— begin DATA EXTRACT —

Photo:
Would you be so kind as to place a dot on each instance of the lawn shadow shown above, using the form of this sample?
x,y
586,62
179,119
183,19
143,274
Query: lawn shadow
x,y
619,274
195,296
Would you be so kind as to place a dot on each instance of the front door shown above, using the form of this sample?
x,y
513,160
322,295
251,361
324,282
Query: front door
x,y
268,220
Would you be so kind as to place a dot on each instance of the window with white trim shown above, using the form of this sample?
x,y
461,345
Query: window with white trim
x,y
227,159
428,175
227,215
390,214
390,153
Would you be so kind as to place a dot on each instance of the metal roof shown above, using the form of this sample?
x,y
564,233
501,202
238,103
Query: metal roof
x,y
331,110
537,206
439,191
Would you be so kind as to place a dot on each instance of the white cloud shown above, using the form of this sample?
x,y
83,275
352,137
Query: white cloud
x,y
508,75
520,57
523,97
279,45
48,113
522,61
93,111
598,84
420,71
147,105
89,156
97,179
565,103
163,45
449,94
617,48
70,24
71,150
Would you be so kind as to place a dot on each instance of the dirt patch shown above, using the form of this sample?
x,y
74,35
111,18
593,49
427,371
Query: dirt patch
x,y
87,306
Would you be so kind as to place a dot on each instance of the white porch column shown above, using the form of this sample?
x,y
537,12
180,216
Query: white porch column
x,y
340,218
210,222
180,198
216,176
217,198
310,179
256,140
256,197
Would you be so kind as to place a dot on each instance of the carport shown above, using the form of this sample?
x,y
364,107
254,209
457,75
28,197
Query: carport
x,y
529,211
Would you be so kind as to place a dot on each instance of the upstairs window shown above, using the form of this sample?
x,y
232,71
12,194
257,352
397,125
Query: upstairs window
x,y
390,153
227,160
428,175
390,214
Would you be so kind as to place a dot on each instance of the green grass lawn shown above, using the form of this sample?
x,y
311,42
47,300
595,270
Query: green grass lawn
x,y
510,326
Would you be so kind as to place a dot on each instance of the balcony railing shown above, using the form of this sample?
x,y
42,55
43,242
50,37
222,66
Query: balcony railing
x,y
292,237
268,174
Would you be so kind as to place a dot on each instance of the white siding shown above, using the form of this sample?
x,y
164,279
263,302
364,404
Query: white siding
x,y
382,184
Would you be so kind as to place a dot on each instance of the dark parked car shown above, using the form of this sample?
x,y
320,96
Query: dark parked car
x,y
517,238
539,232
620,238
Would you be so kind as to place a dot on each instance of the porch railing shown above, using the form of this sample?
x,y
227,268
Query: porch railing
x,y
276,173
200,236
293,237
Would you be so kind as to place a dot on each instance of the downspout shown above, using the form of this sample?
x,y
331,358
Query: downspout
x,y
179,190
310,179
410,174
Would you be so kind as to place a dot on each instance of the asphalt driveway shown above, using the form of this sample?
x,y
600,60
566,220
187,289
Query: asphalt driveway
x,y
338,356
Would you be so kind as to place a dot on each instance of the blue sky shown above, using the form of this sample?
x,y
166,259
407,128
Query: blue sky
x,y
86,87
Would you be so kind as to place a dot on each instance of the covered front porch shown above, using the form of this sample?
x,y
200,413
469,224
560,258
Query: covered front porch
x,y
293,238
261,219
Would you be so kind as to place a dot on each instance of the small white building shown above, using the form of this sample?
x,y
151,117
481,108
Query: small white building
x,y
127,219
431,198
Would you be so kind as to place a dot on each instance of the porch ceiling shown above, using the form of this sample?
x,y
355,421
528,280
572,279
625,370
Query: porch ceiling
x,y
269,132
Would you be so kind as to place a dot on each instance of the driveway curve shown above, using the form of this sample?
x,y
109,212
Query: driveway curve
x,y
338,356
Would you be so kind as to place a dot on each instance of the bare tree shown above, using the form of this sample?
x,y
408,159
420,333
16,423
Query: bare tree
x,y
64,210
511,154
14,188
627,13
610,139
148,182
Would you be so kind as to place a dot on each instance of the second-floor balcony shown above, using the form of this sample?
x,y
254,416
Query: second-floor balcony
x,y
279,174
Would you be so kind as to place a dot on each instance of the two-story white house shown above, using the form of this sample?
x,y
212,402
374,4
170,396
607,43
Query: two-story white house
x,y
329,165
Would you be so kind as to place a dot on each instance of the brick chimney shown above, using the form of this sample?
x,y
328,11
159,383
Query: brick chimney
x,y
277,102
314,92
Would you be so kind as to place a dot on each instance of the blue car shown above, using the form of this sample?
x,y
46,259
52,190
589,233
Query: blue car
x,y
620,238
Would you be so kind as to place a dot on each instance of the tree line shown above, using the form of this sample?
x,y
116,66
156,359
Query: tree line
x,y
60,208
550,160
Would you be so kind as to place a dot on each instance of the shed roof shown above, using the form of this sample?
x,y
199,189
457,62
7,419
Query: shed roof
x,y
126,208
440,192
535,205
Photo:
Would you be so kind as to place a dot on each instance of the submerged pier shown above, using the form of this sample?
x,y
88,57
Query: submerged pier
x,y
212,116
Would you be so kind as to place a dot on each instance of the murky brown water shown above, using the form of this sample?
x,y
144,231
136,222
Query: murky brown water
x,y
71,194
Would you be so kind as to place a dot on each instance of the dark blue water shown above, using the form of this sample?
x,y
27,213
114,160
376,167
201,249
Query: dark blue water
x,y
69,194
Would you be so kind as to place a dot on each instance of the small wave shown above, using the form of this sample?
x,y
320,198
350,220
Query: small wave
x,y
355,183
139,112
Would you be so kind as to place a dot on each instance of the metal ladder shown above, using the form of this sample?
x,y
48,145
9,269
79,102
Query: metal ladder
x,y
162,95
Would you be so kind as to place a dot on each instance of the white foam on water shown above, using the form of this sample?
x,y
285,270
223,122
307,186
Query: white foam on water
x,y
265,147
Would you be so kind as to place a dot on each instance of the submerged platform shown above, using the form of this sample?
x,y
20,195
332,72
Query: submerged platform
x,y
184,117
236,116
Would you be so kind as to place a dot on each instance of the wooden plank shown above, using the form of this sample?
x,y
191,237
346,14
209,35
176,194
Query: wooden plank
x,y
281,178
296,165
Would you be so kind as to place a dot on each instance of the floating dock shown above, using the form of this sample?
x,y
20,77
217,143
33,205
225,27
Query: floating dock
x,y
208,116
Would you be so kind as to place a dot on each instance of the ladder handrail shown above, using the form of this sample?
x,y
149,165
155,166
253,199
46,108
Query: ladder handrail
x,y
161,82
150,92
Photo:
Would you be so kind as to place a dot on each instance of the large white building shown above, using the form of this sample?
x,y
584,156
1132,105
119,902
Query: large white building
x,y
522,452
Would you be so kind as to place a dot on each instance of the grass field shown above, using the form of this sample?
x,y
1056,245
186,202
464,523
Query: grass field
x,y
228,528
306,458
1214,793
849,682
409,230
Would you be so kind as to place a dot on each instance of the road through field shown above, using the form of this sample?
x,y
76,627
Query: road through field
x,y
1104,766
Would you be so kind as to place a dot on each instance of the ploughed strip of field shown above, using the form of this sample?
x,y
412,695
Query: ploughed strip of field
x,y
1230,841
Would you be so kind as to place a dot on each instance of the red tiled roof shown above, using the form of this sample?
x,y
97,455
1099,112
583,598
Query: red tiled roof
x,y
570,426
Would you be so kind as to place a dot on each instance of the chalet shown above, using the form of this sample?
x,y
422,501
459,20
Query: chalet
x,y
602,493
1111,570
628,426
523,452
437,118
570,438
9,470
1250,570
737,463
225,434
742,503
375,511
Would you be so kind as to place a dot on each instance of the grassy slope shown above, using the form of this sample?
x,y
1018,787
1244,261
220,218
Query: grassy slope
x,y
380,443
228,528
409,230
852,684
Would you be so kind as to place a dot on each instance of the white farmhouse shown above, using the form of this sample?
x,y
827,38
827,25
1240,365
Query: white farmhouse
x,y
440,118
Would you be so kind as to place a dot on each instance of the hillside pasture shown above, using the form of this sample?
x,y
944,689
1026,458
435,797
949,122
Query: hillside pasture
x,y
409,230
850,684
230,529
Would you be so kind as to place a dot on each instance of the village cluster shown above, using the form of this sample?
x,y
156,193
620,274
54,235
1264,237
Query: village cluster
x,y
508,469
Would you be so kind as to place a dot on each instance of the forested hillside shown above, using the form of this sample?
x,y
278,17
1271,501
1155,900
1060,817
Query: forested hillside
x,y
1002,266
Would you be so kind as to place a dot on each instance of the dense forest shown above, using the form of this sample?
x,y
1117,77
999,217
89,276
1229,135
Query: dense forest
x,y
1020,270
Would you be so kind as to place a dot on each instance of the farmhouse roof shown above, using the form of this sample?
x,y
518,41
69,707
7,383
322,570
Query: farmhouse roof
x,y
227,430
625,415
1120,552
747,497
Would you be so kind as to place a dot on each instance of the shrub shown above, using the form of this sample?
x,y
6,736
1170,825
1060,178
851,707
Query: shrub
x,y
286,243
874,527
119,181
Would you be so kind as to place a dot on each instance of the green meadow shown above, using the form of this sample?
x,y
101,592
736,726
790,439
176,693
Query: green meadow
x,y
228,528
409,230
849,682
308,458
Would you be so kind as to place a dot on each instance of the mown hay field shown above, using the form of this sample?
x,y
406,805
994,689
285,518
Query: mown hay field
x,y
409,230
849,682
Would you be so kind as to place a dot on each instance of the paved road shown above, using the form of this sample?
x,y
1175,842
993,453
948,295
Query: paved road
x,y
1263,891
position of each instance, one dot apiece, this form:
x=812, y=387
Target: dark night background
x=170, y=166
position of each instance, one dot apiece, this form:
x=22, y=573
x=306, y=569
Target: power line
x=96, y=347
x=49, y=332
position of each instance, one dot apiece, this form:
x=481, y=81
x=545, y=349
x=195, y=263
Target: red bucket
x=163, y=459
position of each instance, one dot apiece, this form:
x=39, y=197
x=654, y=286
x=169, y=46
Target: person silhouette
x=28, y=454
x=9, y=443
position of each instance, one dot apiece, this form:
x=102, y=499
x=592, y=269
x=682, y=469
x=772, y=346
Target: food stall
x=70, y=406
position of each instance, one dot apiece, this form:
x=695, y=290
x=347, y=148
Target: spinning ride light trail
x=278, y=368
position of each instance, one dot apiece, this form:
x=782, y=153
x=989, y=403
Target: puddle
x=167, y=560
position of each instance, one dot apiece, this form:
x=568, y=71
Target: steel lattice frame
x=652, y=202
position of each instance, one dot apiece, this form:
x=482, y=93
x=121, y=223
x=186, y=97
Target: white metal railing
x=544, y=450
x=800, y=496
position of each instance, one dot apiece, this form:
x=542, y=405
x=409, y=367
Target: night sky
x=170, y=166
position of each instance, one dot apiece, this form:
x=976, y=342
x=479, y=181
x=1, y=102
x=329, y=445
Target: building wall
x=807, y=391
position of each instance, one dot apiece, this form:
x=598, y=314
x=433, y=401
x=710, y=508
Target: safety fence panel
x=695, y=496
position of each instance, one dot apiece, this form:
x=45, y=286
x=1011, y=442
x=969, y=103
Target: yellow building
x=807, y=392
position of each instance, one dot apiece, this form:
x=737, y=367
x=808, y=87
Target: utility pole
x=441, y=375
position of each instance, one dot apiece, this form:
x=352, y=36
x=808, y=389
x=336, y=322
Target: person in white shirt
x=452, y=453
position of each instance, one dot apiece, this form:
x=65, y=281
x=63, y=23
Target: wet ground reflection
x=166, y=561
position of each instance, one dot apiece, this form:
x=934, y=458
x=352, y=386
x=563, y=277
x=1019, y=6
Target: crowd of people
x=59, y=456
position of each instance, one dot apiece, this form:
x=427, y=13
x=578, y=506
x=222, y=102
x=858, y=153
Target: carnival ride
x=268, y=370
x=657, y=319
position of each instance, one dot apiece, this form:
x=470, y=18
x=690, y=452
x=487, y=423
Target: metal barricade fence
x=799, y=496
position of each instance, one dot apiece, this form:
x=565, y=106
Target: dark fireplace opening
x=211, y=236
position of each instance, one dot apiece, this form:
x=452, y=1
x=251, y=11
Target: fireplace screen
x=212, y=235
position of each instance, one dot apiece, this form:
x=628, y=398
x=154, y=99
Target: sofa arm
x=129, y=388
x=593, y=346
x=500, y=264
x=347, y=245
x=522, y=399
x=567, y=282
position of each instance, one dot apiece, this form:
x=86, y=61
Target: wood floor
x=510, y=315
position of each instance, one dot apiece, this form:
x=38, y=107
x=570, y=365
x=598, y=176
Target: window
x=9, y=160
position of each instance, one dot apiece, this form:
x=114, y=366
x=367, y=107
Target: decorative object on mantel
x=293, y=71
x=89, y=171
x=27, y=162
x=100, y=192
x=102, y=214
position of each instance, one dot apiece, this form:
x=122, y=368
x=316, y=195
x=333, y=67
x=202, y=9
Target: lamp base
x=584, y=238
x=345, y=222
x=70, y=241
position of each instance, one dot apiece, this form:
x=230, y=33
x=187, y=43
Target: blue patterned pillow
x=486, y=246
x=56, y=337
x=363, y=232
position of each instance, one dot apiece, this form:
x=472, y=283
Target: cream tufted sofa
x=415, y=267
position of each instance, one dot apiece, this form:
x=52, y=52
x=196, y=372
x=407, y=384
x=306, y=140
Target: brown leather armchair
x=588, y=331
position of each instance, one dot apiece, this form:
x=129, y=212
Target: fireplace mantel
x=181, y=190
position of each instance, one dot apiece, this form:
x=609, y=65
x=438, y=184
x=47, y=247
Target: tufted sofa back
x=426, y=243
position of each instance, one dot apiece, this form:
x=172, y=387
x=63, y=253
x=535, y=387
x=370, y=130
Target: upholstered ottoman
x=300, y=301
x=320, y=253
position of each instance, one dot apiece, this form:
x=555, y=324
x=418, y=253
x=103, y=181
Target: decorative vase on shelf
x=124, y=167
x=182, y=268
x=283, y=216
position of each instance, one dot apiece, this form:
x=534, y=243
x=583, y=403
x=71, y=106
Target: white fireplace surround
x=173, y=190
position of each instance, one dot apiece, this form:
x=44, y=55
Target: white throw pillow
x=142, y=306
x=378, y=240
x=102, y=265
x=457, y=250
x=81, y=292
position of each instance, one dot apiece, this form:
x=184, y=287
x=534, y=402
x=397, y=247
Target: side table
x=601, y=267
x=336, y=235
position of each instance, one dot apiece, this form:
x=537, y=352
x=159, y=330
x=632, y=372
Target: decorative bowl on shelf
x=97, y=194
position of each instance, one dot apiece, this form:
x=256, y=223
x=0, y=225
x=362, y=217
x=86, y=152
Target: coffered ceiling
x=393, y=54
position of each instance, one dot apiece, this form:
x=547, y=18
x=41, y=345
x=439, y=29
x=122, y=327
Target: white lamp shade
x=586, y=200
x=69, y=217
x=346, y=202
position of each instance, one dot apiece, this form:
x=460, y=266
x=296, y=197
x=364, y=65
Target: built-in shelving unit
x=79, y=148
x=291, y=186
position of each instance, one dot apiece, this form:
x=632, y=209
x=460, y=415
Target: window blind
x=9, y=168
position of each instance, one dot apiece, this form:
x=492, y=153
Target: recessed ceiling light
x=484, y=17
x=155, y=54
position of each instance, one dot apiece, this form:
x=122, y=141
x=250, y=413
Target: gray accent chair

— end DATA EXTRACT —

Please pick out each line of the listing above that contains the word "bare" and copy those lines.

## RESPONSE TO THE TASK
Would you be so kind as to place a dot on each instance of the bare tree shown above, using the form of this sample?
Query: bare tree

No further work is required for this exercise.